* **Work instructions**:
(a) Summarize the passage on Thomas Flowers in two sentences.
(b) Write out the part of the passage on Thomas Flowers that runs from "As most stand-out" up to and including "future computer designs.", word for word.

As most stand-out "blobs" have already been listed, here's a couple more I'd like to throw in:
Thomas Flowers
After an apprenticeship in mechanical engineering, he earned a degree in electrical engineering at the University of London. In 1926, he joined the telecommunications branch of the General Post Office (GPO) as an engineer, moving to work at the research station at Dollis Hill on the northwest side of London in 1930. From 1935 onward, he explored the use of electronics for telephone exchanges. By 1939, he was convinced that an all-electronic system was possible. This background in switching electronics would prove crucial for his future computer designs.
In February 1941 Flowers' director, W. Gordon Radley, was asked for help by Alan Turing who was based at the government's codebreaking establishment at Bletchley Park. A new decoder system was required for Turing's Bombe system to break Enigma codes. Flowers was sent to help, and although the project was eventually abandoned, Turing was so impressed with the work Flowers had put in, that he introduced him to a friend named Max Newman. Newman was a mathematician who believed that it was possible to mechanise the decoding process of Lorenz ciphers that William Tutte and his codebreaking team had carried out by hand. He had built a machine in an attempt to do this with some success - nicknamed Heath Robinson - but it kept breaking down. Although he was brought in to fix it, Flowers believed that he was capable of building a different and better machine than Newman’s and he started the task in February 1943, finishing the first machine in December the same year.
Called Colossus, Flowers' machine was the world's first programmable computer. It worked off 1,800 thermion valves, though many believed that this was a weakness as valves were notoriously unreliable and prone to breaking down. Although he was forced by Bletchley Park management to proceed on his own (and fund the project with his own money), from his time as a GPO engineer, Flowers knew that valves mainly broke down when a machine was switched on and off all the time. Colossus was left on permanently in what he described as a ‘stable environment’. It proved to be a powerful machine. Newman’s Heath Robinson could read 1,000 characters a minute when it was working, but with its reliability issues, this figure was frequently a lot less, and the whole process needed speeding up with D-Day fast approaching. Colossus was able to read 5,000 characters a minute with excellent reliability. By the end of World War Two, British intelligence had access to ten Colossus machines, and all but two were dismantled once the war was over: they were used at Government Communications Headquarters (GCHQ) before being dismantled between 1959-60.
Flowers was rewarded with an MBE and a £1,000 grant, which did not even cover what he had invested in Colossus. It is a mark of the man that he divided the £1,000 among the team that had helped him and at the end of it, he gave himself £350. Like all the work undertaken at Bletchley Park, Flowers' role in the war was classified and sworn to secrecy. In 1982, when Flowers was asked to give a lecture in America, he had to consult with the MOD as to what topics he could cover, and more especially what topics were still classified. Despite never been honoured by the government for his his work during the war, a road in the area where the research centre for the GPO had been at Dollis Hill is named Flowers Close. An education centre was named after him in Tower Hamlets, London in 2010, which is now the Tommy Flowers Centre, part of the Tower Hamlets Pupil Referral Unit. In 2013, British Telecom (successor to GPO) unveiled a life-sized bronze bust to honour his legacy near its R&D centre in Ipswich.

* **Raw data**:
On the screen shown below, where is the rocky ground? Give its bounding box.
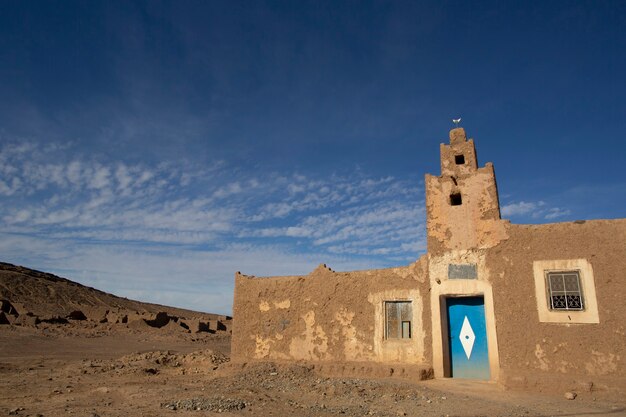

* **Written answers**:
(a) Thomas Flowers, a General Post Office engineer with a background in switching electronics, built Colossus, called the world's first programmable computer, which was left on permanently and read 5,000 characters a minute with excellent reliability. His wartime role was classified, and he received an MBE and a £1,000 grant that he divided among his team; later tributes include Flowers Close at Dollis Hill, an education center in Tower Hamlets, and a bronze bust near British Telecom's R&D center in Ipswich.

(b)
As most stand-out "blobs" have already been listed, here's a couple more I'd like to throw in:
Thomas Flowers
After an apprenticeship in mechanical engineering, he earned a degree in electrical engineering at the University of London. In 1926, he joined the telecommunications branch of the General Post Office (GPO) as an engineer, moving to work at the research station at Dollis Hill on the northwest side of London in 1930. From 1935 onward, he explored the use of electronics for telephone exchanges. By 1939, he was convinced that an all-electronic system was possible. This background in switching electronics would prove crucial for his future computer designs.